## [WORK ITEM]
Of the entries below, return only those lines from the line with "the bamboo pole" to the line with "the white building", exactly, both included.

## [RECORDS TO USE]
+---+
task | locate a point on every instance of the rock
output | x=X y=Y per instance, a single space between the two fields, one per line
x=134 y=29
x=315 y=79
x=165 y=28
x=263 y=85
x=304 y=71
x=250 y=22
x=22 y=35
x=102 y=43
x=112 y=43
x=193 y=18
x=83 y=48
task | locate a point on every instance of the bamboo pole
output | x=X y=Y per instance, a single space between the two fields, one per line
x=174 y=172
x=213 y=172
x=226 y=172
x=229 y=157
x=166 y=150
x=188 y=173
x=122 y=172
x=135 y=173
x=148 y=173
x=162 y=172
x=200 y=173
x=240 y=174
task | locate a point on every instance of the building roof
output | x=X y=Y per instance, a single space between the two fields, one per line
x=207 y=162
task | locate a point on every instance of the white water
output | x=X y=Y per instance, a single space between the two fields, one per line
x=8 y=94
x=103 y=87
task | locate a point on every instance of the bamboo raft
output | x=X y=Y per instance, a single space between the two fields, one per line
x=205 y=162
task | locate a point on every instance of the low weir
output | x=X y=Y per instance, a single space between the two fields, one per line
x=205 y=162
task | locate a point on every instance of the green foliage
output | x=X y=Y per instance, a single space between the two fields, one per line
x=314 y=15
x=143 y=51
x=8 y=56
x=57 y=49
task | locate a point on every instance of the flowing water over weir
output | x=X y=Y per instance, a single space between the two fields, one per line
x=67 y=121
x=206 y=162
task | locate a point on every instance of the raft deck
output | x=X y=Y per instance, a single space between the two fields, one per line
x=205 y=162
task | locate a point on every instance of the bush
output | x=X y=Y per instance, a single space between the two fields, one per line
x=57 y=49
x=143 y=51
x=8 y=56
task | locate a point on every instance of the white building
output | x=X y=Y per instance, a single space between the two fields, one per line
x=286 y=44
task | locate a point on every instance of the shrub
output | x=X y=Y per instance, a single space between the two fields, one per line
+---+
## [WRITTEN RESPONSE]
task | locate a point on every instance of the bamboo pole
output | x=X y=Y per instance, a single space between the two fields, one per line
x=174 y=172
x=213 y=172
x=226 y=172
x=229 y=157
x=166 y=150
x=188 y=173
x=122 y=172
x=135 y=173
x=148 y=173
x=162 y=172
x=200 y=173
x=240 y=174
task | locate a point on every instance of the building roof
output | x=X y=Y per instance, a single space between the two fields, one per line
x=207 y=162
task | locate a point on every instance of the white water
output | x=X y=Y per instance, a single space between the two fields, one per line
x=8 y=94
x=103 y=87
task | locate a point on every instance of the bamboo raft
output | x=X y=Y per instance, a single space between the two fields, one per line
x=205 y=162
task | locate a point on every instance of the low weir
output | x=X y=Y per instance, a single space between the two fields, one per line
x=205 y=162
task | locate a point on every instance of the green foliage
output | x=X y=Y per instance, a single space between the two fields, one per line
x=314 y=15
x=143 y=51
x=8 y=56
x=57 y=49
task | locate a point on every instance of the flowing water over weir
output | x=X y=Y per instance, a single space between the two fields, one per line
x=67 y=121
x=206 y=162
task | locate a point on every instance of the raft deck
output | x=X y=Y per instance, a single space between the two fields, one per line
x=205 y=162
task | locate a point on every instance of the bush
output | x=X y=Y per instance, a single space between the two fields, one per line
x=57 y=49
x=143 y=51
x=8 y=56
task | locate a point on every instance of the white building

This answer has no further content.